- EXTRAIT:
************

Suicides : les victimes indirectes de Fukushima

Catastrophe nucléaire de Fukushima : aucune victime directe des radiations parmi la population, mais une hausse des suicides. Crédits photo : Digital Globe via Wikimedia Commons

Dix ans après l’accident nucléaire de Fukushima, la majorité des anciens habitants n'est toujours pas revenue vivre dans la préfecture japonaise. Un traumatisme avec des conséquences psychologiques allant jusqu'au suicide pour certains d'entre eux.

Une triple catastrophe : le vendredi 11 mars 2011, un séisme suivi d'un tsunami ont tué plus de 18 .000 personnes au Japon, quand la centrale de Fukushima Daiichi a été lourdement endommagée. En ce qui concerne ce troisième volet du drame, selon les dernières données scientifiques, aucun décès ne serait directement imputable aux radiations parmi la population de la région, hors l’impact médical sur certains employés de la centrale. 

Pourtant, l’Association pour le contrôle de la radioactivité dans l'Ouest relevait, en 2019, "2.267 décès indirects dus à des suicides ou à une dégradation des conditions de santé suite à l'évacuation". La même année, un récapitulatif de Libération rappelait en effet que 470.000 personnes au total ont été évacuées après le tsunami et l’accident de la centrale. Parmi elles, plus de 160.000 ont quitté les zones touchées par les radiations, dans la préfecture de Fukushima. Une minorité seulement est revenue depuis lors.

************

- JEU DE DONNÉES:

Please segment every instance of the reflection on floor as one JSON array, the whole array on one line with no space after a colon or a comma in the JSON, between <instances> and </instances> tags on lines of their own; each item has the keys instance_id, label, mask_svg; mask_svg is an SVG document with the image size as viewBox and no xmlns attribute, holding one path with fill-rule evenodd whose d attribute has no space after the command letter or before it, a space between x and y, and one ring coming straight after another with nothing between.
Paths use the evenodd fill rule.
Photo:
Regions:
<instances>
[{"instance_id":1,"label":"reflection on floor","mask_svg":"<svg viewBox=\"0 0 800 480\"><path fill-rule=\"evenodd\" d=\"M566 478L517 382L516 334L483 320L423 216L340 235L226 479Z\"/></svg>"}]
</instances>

************

- VOTRE TÂCHE: Reprenez l'article sur les suicides consécutifs à la catastrophe de Fukushima et poursuivez-le à partir de sa dernière phrase.

- RÉSULTAT DE L'EXERCICE:
Certains habitants, malades ou alités, n’ont pas survécu aux déstabilisations hospitalières et aux transferts après la catastrophe. Familles déplacées, deuils, problèmes économiques… Les conséquences psychologiques s’ajoutent à ce bilan, conduisant à un pic de suicides après l’accident. Certains témoignages évoquent même des personnes âgées se laissant mourir, après une perturbation aussi violente de leur vie

Responsabilité établie de l’opérateur de la centrale dans certains suicides

En 2018, l’opérateur de la centrale nucléaire, Tokyo Electric Power (Tepco), a d’ailleurs été condamné à dédommager les proches d’un homme qui s’est suicidé en 2011. Fumio Okubo, 102 ans, le plus vieux résident d’un village à 40 kilomètres de la centrale, ne supportait pas de quitter sa maison lorsque les autorités japonaises avaient ordonné l’évacuation de la région. C’était le deuxième dédommagement accordé par la justice japonaise, après une première amende infligée à Tepco en 2014 pour le suicide d’une autre habitante.

Un accord à l’amiable avait été trouvé dès 2013 entre l’opérateur et la famille d’un agriculteur, qui avait mis fin à ses jours après l’interdiction de vente de produits agricoles dans la région. "Je voulais juste que Tepco arrête de dire que personne n'avait été tué dans l'accident nucléaire", avait insisté le fils du suicidé, attendant des excuses. Au Japon, la responsabilité de la catastrophe nucléaire et de Tepco dans ces suicides n’est donc plus à prouver.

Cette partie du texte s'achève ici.